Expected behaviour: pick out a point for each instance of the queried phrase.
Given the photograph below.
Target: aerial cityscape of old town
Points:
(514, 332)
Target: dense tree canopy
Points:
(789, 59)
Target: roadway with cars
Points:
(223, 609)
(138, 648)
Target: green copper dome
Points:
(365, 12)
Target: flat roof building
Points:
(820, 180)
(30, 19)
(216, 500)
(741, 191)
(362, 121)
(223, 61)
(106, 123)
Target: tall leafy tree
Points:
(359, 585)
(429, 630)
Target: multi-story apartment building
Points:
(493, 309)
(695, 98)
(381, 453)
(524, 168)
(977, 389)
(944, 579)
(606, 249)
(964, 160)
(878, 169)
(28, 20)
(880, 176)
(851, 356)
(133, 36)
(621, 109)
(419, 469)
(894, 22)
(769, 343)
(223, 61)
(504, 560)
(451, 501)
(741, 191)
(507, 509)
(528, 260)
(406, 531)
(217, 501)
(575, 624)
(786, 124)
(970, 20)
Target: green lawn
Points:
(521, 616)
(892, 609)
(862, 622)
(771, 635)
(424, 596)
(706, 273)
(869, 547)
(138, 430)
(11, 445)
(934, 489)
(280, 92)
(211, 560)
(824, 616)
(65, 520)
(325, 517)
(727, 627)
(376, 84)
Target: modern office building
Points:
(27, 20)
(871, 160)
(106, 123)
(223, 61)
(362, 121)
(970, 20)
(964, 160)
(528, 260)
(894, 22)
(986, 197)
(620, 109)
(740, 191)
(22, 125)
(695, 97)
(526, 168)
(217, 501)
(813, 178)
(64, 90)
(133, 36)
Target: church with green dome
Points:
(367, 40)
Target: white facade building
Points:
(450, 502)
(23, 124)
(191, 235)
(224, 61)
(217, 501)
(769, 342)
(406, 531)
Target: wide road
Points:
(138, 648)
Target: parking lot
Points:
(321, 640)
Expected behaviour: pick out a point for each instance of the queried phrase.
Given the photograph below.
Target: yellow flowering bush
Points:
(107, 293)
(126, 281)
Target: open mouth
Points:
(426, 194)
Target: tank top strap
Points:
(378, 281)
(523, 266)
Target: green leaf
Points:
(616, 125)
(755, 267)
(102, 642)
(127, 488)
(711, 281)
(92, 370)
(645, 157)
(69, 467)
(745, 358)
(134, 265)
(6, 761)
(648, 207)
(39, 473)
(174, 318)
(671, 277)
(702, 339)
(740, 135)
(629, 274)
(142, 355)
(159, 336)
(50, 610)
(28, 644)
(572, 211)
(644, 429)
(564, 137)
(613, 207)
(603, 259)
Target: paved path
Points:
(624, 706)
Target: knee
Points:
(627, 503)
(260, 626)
+++
- PROBLEM TO WORK ON:
The answer consists only of the lines from the one containing "Target: open mouth" to the end of the records, each written out exactly.

- WRITTEN ANSWER:
Target: open mouth
Points:
(426, 194)
Target: tank top strap
Points:
(378, 281)
(523, 266)
Target: green leaf
Points:
(616, 125)
(755, 267)
(102, 642)
(127, 488)
(711, 281)
(92, 370)
(645, 157)
(69, 467)
(745, 358)
(134, 265)
(6, 761)
(648, 207)
(39, 473)
(174, 318)
(671, 277)
(702, 339)
(740, 135)
(629, 274)
(142, 355)
(159, 336)
(50, 610)
(28, 644)
(572, 211)
(644, 429)
(564, 137)
(613, 207)
(603, 259)
Target: paved path
Points:
(624, 706)
Target: knee
Points:
(627, 503)
(260, 626)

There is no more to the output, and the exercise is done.